▶ **What you should do**: Pick out every row below that contains the string "brass", matching case exactly, and copy each one in full.

▶ **Exercise input**:
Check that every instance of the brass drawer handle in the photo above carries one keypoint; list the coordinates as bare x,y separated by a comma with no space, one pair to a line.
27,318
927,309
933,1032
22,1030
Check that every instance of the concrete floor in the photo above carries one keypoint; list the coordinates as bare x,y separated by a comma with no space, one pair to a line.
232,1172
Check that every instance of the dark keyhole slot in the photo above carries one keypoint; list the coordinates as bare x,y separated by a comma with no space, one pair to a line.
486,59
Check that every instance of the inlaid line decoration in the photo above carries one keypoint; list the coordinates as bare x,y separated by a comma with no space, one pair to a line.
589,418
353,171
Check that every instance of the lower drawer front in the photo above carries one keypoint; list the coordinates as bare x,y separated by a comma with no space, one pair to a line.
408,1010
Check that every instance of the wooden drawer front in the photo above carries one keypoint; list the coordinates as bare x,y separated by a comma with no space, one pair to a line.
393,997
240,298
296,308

---

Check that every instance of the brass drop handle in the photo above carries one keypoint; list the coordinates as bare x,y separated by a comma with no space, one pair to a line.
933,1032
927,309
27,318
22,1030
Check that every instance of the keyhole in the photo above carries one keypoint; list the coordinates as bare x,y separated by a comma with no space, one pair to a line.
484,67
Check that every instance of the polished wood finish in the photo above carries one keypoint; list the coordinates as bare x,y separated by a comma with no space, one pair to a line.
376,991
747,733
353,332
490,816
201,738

▶ **Task answer**:
Check that every instance of the brass drawer handle in the photo above carries one keypoint; list the coordinates as bare x,y separated by a comma with no space, one pair to a line.
Check that every instance of the brass drop handle in the photo above carries one keypoint; list the coordinates as bare x,y separated by a comma with no space, one pair to a line.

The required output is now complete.